# What you need to do
Copy the rows below, changing each "Reviewer note" to "Checker note" and leaving everything else as it is.

# Pointing dataset excerpts
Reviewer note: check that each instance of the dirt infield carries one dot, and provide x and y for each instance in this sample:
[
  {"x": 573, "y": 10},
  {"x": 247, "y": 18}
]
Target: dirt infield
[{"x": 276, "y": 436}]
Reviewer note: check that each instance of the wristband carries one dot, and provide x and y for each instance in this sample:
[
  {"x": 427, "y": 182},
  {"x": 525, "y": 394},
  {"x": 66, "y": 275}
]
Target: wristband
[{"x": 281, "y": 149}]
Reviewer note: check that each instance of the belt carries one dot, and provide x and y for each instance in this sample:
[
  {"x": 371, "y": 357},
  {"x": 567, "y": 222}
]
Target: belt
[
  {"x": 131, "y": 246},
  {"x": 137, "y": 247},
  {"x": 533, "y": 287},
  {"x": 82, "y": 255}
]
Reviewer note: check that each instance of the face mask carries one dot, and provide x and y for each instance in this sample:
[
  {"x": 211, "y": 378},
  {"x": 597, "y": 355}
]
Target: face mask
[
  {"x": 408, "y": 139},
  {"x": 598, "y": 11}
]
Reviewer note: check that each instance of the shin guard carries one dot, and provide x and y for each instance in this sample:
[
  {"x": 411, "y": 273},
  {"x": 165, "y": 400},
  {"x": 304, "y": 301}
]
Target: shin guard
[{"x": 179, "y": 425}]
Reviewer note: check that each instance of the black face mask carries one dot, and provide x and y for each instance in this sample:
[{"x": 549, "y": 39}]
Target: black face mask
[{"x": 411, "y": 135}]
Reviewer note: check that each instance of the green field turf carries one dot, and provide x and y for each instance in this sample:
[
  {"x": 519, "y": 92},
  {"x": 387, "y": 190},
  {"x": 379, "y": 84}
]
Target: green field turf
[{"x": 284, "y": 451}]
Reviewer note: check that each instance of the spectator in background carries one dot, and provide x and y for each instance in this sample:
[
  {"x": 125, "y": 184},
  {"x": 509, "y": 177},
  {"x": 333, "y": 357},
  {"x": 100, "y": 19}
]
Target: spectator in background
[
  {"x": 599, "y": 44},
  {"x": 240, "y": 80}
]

# Solution to this exercise
Checker note: check that each instance of the dirt infield carries one dot, and provide x and y for each instance in this sample:
[
  {"x": 573, "y": 10},
  {"x": 247, "y": 18}
]
Target: dirt infield
[{"x": 276, "y": 436}]
Checker note: check that each instance of the wristband carries one dot, and provide x and y for each instance in this sample:
[
  {"x": 427, "y": 182},
  {"x": 525, "y": 394},
  {"x": 66, "y": 275}
]
Target: wristband
[{"x": 281, "y": 149}]
Checker note: check that each instance of the belt carries one dot, and provide x and y for each instance in this sample:
[
  {"x": 371, "y": 357},
  {"x": 567, "y": 222}
]
Target: belt
[
  {"x": 131, "y": 246},
  {"x": 137, "y": 247},
  {"x": 533, "y": 287},
  {"x": 82, "y": 255}
]
Checker note: check that each instance of the face mask carries one dot, and provide x and y for each instance in this sample:
[
  {"x": 211, "y": 378},
  {"x": 597, "y": 355}
]
Target: face mask
[
  {"x": 408, "y": 139},
  {"x": 598, "y": 11}
]
Checker note: check that each instance of the shin guard carries one dot, and provide x and y for each instance in this sample:
[
  {"x": 411, "y": 273},
  {"x": 165, "y": 400},
  {"x": 304, "y": 301}
]
Target: shin guard
[{"x": 179, "y": 425}]
Checker note: check that each instance of the black face mask carries one dot, and provide x and y for each instance in this sample:
[{"x": 549, "y": 39}]
Target: black face mask
[{"x": 411, "y": 135}]
Checker note: check that each instance of the green field turf carries one dot, and provide x and y for each instance in this sample:
[
  {"x": 519, "y": 92},
  {"x": 387, "y": 190},
  {"x": 379, "y": 84}
]
Target: green field turf
[{"x": 284, "y": 451}]
Checker note: check that each instance of the spectator in background carries one dot, and provide x and y for each instance in this sample:
[
  {"x": 125, "y": 184},
  {"x": 509, "y": 177},
  {"x": 333, "y": 357},
  {"x": 100, "y": 19}
]
Target: spectator in background
[
  {"x": 599, "y": 44},
  {"x": 240, "y": 80}
]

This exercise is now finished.